Data listing >>
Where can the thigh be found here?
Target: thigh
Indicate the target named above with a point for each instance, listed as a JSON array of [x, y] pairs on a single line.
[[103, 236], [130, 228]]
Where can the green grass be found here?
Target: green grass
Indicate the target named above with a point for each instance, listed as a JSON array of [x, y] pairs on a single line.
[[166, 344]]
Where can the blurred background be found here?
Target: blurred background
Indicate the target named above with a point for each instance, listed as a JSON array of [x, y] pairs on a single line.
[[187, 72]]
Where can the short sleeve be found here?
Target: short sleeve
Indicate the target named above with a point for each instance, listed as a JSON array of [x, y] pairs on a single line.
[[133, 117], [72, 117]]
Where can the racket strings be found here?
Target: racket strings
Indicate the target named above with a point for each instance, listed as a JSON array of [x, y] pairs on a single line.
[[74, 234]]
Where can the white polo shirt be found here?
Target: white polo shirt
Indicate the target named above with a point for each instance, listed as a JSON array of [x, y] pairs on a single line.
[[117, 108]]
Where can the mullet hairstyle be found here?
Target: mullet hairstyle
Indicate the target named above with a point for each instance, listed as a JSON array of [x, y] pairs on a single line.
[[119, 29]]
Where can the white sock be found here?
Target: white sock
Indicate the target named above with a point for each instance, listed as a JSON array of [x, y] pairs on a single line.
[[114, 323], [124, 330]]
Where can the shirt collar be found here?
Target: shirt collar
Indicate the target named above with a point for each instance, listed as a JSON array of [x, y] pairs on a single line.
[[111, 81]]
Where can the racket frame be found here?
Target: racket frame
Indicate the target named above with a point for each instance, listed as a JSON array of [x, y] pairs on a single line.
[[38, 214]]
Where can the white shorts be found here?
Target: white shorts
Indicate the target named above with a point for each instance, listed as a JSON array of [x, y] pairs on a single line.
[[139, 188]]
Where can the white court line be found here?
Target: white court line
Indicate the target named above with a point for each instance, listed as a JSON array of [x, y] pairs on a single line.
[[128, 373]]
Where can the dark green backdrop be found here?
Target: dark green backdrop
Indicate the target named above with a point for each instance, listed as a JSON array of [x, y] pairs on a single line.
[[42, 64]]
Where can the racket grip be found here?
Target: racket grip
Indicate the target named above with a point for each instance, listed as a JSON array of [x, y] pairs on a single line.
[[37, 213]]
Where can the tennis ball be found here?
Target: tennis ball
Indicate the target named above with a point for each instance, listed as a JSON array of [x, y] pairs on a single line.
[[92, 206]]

Task >>
Every line from the line containing "Where can the racket strings be found here?" through the line containing "Target: mullet hairstyle" in the records above must be retyped exactly. Leave out the rest.

Written response >>
Where can the racket strings be found here?
Target: racket strings
Indicate the target named above with a point for each instance, listed as a JSON array of [x, y] pairs on a single line.
[[74, 234]]
Where can the white polo shirt be found here?
Target: white polo shirt
Indicate the target named above with a point for each instance, listed as a JSON array of [x, y] pairs on a single line.
[[117, 108]]
Where can the mullet hairstyle be found here?
Target: mullet hairstyle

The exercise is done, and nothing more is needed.